→ **DIRECTIONS FOR THIS TASK**: Rewrite the records starting with the line that contains "locate object=short hair" and going on through the line that contains "top-left (92, 197), bottom-right (209, 287)", replacing "Box" with "Region" and keeping everything else the same. Give back only those lines.
>> Start DATA FOR THIS TASK
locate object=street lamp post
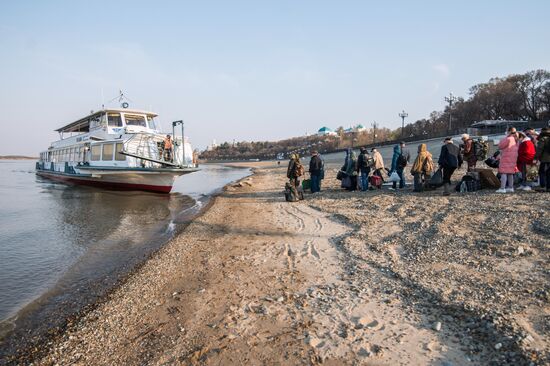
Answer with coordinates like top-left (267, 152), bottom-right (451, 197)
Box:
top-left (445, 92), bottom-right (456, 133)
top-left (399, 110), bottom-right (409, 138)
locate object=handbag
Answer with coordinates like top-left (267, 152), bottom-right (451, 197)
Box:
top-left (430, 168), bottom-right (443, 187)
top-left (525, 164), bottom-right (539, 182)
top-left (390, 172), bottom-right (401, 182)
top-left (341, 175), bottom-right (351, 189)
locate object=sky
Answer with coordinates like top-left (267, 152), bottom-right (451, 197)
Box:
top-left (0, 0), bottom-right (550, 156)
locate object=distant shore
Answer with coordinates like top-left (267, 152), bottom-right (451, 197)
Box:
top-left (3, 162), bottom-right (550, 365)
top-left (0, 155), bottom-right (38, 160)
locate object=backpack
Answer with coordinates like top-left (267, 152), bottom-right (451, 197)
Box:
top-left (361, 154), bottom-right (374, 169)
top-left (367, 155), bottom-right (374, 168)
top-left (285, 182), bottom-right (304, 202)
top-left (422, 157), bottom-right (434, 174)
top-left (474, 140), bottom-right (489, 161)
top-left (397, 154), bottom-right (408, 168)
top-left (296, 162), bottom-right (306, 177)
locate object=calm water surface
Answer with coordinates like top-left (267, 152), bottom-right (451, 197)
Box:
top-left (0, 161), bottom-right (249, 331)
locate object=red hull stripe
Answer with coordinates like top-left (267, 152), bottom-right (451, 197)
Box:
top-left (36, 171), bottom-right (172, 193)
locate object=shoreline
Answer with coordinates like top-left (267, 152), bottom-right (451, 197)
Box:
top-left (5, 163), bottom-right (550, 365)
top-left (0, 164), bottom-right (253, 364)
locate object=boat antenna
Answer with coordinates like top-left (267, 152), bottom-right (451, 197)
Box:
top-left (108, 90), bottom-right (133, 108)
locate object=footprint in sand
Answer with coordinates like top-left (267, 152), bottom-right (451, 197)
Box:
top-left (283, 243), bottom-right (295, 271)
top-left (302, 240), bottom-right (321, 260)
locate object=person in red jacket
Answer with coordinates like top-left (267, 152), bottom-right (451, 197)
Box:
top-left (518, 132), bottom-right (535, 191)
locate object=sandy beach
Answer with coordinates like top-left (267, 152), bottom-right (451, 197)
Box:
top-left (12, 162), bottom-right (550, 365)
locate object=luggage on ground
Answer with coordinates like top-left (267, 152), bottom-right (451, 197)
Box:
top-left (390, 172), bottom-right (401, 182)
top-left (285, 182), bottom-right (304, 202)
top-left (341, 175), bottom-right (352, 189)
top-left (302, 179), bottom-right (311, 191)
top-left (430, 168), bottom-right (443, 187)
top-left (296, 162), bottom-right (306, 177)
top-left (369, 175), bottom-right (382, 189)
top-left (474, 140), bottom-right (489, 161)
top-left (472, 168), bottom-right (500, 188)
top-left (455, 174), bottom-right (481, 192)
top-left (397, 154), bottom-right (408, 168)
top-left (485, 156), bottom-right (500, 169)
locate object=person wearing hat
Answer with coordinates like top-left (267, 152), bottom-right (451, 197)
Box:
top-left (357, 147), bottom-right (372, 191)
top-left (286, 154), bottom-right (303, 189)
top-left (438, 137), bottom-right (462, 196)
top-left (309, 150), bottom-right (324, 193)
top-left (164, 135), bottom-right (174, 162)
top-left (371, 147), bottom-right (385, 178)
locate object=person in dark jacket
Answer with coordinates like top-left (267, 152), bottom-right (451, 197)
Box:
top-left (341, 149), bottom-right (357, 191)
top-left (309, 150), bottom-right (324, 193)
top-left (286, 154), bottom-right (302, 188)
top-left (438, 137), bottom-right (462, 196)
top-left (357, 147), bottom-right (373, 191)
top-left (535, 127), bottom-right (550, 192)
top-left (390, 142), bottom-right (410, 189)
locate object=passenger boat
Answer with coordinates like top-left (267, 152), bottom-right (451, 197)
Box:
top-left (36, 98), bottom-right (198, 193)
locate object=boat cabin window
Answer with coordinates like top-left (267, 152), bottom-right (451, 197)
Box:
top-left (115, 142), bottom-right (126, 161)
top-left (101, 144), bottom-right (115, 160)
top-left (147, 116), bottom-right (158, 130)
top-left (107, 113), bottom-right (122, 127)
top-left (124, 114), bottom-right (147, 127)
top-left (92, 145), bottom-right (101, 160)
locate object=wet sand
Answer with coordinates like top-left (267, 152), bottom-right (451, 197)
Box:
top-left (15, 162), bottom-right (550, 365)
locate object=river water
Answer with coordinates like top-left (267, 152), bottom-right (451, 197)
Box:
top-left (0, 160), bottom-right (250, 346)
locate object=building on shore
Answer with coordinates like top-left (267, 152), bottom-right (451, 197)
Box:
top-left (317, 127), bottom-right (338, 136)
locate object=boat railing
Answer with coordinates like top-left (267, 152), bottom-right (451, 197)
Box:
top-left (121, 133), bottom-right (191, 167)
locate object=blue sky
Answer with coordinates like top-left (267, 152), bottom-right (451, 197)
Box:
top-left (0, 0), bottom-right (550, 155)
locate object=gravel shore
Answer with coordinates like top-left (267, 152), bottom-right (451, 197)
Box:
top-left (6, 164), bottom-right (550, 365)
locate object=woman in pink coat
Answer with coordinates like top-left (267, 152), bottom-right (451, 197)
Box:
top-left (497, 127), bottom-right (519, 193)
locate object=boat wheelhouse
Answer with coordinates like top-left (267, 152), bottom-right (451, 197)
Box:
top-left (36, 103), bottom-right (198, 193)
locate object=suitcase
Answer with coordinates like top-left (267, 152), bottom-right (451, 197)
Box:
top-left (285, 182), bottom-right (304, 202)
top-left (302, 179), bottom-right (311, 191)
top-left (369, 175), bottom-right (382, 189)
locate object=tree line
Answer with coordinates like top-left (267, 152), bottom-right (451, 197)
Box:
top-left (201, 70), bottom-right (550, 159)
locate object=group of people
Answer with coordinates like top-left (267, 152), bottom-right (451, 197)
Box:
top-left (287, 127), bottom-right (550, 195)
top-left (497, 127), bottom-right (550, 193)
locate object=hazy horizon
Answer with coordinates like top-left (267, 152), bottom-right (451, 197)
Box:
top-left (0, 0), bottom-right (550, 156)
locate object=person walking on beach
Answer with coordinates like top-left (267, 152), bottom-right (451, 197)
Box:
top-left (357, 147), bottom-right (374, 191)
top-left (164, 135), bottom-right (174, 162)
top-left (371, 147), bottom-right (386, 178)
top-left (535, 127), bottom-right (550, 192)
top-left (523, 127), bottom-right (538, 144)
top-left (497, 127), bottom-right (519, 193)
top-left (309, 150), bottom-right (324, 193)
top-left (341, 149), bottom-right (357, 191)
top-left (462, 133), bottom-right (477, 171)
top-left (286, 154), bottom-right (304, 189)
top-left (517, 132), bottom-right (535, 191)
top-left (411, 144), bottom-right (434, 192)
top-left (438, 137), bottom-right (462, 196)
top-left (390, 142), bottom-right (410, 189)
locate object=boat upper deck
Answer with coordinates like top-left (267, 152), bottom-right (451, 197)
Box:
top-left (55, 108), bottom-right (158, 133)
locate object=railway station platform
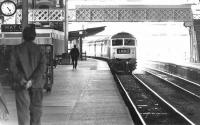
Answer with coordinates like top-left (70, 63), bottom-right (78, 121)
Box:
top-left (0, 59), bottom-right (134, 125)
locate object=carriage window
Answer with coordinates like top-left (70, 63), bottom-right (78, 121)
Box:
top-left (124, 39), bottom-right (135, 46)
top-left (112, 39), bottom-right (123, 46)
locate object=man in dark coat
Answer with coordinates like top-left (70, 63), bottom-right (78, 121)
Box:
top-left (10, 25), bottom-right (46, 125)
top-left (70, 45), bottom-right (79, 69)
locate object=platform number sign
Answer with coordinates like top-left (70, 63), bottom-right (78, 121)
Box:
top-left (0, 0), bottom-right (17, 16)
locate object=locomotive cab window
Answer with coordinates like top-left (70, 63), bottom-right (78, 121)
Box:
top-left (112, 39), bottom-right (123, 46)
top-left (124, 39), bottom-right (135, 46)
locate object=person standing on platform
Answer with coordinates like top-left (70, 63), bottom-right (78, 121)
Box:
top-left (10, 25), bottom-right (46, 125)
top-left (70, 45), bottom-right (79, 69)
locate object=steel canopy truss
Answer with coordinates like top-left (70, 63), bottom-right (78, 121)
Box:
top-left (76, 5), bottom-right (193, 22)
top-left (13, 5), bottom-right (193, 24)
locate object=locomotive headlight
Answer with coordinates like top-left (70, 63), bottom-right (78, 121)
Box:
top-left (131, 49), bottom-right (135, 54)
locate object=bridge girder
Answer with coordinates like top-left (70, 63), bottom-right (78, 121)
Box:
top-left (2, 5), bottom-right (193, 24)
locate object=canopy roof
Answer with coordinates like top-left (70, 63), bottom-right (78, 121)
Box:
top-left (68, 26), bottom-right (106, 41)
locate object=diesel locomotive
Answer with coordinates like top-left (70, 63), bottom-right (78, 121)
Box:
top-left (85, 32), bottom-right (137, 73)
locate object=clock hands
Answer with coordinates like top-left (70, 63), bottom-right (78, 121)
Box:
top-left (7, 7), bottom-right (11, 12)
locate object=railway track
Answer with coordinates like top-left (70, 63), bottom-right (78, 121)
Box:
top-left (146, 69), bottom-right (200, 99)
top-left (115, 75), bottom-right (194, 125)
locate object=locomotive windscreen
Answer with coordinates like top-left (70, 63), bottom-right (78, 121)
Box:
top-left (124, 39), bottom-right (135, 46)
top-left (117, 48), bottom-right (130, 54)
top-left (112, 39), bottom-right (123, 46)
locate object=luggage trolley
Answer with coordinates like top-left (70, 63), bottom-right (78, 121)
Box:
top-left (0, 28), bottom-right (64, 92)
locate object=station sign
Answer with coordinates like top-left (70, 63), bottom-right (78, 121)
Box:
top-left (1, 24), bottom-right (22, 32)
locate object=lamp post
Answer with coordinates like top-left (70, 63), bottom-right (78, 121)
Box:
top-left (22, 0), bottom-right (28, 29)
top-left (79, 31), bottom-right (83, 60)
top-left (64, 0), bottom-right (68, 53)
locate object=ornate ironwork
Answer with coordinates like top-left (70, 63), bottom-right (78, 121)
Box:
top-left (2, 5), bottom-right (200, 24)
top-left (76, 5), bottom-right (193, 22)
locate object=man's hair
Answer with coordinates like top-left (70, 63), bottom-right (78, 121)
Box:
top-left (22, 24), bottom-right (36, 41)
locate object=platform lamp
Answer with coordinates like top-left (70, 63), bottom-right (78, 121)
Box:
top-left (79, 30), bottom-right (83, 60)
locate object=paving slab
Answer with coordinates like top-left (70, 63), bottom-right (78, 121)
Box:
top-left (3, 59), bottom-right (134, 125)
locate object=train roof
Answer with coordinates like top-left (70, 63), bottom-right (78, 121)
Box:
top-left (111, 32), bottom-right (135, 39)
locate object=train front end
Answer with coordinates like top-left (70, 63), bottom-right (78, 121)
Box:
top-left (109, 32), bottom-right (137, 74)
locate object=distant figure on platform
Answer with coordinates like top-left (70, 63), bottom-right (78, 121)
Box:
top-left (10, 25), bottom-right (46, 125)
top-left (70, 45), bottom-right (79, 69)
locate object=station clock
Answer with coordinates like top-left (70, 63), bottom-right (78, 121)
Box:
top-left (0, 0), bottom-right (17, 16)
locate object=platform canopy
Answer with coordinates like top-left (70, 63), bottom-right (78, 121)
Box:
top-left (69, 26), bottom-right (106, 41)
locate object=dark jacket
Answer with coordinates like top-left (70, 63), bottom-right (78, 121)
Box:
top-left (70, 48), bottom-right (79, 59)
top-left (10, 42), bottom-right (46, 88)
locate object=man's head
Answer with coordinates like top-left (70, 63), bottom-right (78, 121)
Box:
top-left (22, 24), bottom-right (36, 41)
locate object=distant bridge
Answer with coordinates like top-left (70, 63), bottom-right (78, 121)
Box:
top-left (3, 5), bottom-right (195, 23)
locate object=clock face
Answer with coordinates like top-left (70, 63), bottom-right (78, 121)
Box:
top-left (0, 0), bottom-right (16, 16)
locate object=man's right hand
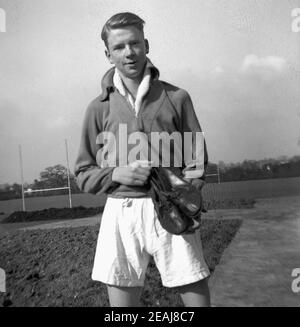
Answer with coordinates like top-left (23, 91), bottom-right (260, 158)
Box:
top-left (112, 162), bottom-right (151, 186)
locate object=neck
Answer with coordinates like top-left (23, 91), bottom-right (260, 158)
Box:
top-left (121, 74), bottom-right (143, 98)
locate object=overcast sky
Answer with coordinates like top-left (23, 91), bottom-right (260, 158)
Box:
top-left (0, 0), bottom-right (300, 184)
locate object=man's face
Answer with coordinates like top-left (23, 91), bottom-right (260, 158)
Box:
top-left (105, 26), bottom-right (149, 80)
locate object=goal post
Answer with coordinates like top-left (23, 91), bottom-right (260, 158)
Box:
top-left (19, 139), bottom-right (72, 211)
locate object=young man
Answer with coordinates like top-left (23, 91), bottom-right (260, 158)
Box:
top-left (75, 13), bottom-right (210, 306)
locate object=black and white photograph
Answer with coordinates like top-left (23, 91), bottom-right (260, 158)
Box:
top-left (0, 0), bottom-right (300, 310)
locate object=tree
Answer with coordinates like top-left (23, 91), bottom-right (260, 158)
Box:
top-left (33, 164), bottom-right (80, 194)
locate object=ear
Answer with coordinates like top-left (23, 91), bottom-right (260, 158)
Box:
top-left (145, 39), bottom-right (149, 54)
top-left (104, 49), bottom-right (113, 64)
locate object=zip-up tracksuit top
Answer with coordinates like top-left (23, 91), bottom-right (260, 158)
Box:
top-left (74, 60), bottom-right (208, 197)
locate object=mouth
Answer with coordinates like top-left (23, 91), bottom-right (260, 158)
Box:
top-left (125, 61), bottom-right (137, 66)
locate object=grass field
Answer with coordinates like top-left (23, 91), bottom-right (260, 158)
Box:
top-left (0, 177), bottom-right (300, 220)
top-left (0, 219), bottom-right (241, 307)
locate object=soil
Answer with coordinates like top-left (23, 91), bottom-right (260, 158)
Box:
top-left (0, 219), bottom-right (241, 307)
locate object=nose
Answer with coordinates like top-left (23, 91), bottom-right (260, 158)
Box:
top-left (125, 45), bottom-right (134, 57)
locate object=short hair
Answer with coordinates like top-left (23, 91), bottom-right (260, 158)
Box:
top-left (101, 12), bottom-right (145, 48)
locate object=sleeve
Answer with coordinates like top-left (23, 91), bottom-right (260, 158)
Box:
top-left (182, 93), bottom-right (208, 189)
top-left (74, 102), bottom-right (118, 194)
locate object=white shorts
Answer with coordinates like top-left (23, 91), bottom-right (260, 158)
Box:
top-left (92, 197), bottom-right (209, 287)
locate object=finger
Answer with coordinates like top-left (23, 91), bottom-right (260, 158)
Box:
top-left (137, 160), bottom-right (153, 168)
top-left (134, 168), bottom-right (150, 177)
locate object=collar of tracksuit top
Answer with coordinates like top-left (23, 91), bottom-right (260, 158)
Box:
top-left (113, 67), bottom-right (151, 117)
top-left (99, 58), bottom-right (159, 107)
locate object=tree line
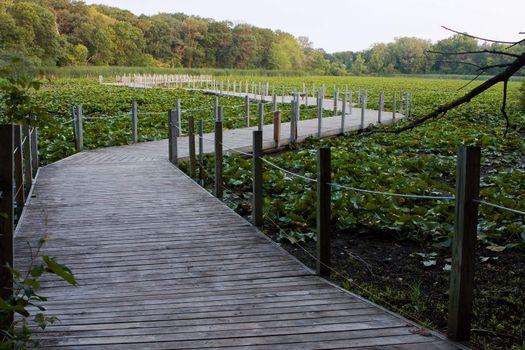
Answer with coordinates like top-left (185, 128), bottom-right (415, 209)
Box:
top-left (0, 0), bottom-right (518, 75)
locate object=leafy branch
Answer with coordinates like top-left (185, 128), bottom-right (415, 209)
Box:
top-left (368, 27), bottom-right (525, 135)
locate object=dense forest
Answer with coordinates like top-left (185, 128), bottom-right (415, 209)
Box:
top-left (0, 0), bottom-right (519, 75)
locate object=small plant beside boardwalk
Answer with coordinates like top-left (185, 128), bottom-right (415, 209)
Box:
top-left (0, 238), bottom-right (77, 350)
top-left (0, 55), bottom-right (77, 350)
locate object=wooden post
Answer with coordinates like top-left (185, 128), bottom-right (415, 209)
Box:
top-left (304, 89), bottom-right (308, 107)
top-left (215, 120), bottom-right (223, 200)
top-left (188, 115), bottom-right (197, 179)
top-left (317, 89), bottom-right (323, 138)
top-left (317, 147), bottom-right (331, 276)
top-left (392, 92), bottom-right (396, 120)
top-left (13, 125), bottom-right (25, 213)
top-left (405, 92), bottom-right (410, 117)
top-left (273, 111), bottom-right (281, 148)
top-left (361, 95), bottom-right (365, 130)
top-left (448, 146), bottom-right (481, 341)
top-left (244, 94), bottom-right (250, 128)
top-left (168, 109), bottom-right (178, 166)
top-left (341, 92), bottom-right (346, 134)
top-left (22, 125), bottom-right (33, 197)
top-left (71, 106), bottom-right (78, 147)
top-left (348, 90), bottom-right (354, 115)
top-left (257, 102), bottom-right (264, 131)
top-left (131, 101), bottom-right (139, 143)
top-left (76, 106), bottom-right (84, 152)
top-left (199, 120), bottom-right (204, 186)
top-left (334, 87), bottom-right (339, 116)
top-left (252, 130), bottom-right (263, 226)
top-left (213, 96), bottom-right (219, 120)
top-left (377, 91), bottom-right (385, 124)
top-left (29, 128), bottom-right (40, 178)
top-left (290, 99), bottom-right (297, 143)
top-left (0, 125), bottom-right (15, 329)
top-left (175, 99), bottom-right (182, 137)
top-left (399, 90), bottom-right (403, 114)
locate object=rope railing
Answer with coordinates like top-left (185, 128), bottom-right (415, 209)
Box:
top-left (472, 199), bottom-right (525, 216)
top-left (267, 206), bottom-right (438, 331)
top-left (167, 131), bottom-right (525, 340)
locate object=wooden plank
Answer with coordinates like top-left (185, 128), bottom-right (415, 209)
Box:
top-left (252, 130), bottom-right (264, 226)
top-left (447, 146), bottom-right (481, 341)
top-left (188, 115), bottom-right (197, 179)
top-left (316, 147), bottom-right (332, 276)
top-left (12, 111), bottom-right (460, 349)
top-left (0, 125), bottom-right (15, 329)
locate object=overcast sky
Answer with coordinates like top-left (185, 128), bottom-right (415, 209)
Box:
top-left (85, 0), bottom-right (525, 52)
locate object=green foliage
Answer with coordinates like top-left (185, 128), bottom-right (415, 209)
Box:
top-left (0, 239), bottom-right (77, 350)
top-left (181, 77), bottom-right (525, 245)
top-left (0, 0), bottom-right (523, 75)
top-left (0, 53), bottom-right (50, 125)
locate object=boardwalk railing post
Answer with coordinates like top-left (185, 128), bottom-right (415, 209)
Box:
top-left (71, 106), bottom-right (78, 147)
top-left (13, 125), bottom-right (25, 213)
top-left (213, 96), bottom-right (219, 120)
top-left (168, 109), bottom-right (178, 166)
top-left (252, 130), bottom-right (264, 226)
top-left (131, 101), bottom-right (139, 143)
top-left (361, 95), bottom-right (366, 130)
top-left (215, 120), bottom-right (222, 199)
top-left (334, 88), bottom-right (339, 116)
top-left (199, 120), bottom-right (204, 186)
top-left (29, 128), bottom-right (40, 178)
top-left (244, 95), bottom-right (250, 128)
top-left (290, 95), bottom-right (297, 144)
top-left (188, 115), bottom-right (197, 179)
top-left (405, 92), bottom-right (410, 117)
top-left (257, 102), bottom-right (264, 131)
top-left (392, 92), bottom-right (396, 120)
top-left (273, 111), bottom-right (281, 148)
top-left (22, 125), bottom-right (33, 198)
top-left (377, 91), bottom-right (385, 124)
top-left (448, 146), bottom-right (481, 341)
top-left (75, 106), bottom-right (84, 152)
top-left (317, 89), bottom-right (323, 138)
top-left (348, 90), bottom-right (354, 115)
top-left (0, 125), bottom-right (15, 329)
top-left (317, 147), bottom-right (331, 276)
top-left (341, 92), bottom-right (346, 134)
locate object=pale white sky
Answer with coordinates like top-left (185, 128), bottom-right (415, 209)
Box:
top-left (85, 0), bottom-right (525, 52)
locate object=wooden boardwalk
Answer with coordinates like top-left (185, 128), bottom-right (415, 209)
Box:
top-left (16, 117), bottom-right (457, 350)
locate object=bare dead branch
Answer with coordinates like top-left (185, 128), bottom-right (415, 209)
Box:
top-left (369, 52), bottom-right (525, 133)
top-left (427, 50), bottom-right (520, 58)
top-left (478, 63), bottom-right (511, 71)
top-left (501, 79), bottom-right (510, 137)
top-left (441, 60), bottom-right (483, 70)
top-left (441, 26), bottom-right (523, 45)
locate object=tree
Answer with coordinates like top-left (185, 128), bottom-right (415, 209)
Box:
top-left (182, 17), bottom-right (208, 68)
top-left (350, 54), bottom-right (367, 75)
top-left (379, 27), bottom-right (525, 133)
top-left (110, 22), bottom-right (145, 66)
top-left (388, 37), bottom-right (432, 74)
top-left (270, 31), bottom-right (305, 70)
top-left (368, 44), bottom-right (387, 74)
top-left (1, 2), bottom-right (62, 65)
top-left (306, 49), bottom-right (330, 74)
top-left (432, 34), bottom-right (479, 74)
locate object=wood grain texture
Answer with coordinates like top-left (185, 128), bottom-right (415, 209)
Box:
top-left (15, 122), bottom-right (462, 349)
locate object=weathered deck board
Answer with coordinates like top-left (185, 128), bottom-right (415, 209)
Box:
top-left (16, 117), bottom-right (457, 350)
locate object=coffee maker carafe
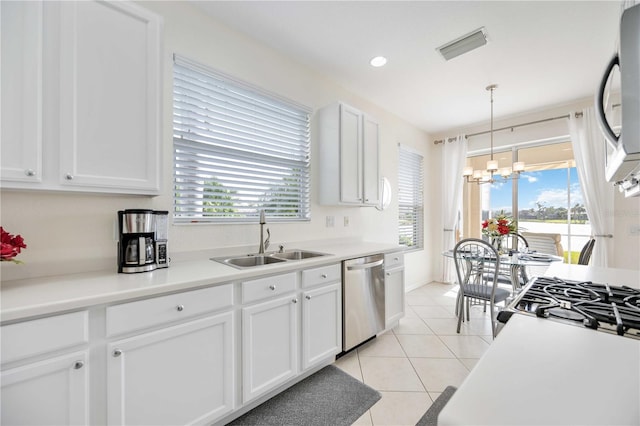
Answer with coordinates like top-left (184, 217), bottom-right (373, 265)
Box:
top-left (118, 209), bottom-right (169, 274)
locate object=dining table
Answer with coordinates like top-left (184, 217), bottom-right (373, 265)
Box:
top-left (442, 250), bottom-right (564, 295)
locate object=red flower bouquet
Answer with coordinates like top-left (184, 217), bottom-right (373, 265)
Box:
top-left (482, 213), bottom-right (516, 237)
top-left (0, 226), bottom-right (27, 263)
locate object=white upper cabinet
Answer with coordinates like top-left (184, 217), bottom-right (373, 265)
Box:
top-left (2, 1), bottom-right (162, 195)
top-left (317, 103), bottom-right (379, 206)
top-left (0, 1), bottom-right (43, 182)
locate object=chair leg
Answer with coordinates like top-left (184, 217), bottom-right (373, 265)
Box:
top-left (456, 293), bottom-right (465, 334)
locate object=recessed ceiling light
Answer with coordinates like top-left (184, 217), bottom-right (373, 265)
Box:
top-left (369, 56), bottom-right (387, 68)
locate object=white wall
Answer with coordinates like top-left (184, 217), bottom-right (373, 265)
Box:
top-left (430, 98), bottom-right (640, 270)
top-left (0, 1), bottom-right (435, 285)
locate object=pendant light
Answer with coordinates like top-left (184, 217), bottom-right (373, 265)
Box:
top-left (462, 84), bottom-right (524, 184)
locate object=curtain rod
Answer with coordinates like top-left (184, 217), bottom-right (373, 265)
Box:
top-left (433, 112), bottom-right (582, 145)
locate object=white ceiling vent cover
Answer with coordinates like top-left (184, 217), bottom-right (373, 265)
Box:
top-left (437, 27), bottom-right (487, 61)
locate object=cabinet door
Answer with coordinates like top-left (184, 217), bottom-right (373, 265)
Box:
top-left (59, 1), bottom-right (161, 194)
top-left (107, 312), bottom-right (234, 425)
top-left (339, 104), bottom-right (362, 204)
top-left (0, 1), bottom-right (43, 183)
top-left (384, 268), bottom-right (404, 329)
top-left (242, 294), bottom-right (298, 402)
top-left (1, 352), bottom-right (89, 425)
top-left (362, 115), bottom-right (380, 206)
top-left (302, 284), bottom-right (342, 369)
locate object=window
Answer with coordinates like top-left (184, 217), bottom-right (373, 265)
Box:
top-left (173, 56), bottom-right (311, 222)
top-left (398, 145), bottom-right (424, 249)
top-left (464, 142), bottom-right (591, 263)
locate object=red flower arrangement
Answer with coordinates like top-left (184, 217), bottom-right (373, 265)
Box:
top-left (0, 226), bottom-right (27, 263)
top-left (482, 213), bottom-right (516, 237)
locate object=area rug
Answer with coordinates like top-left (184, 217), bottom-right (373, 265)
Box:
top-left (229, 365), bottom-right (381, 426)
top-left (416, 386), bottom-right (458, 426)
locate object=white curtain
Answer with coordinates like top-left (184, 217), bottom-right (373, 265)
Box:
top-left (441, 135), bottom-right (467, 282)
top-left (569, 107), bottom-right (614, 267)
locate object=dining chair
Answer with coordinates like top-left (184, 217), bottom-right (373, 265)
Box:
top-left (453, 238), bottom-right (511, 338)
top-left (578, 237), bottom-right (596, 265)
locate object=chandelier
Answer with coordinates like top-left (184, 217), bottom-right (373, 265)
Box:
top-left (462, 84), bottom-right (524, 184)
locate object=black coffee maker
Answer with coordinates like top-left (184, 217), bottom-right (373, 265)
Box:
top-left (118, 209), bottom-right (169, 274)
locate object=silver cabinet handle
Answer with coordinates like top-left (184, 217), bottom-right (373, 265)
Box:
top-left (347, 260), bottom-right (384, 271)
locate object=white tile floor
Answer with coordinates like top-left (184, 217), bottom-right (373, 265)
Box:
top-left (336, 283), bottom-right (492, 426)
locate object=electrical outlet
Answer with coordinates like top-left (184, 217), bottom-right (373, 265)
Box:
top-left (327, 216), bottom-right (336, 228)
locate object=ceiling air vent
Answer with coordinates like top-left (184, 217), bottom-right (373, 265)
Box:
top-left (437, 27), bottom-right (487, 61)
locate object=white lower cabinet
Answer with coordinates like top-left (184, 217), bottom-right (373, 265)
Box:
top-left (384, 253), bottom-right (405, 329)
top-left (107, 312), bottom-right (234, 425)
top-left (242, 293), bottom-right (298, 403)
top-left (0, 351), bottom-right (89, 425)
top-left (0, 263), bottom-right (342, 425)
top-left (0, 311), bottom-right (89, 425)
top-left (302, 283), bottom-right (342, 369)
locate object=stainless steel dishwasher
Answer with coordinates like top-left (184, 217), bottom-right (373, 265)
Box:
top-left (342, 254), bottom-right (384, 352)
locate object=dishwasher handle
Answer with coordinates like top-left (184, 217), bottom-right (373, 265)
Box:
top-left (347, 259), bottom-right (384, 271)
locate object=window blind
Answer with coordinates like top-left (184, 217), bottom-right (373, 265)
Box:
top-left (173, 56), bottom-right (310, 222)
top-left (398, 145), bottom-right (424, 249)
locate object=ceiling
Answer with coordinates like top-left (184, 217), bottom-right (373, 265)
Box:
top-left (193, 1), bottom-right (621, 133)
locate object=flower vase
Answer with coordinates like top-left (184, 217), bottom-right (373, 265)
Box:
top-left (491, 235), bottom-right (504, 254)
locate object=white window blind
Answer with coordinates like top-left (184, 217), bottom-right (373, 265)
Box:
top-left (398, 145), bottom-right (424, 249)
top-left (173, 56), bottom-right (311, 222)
>> End DATA FOR THIS TASK
→ **EXERCISE OUTPUT**:
locate object=short hair
Answer with coordinates like top-left (23, 91), bottom-right (260, 158)
Region:
top-left (101, 12), bottom-right (145, 48)
locate object=sleeve
Answer with coordinates like top-left (23, 91), bottom-right (260, 158)
Region:
top-left (182, 93), bottom-right (208, 189)
top-left (74, 102), bottom-right (118, 194)
locate object=white shorts
Answer with coordinates like top-left (23, 91), bottom-right (260, 158)
Region:
top-left (92, 197), bottom-right (209, 287)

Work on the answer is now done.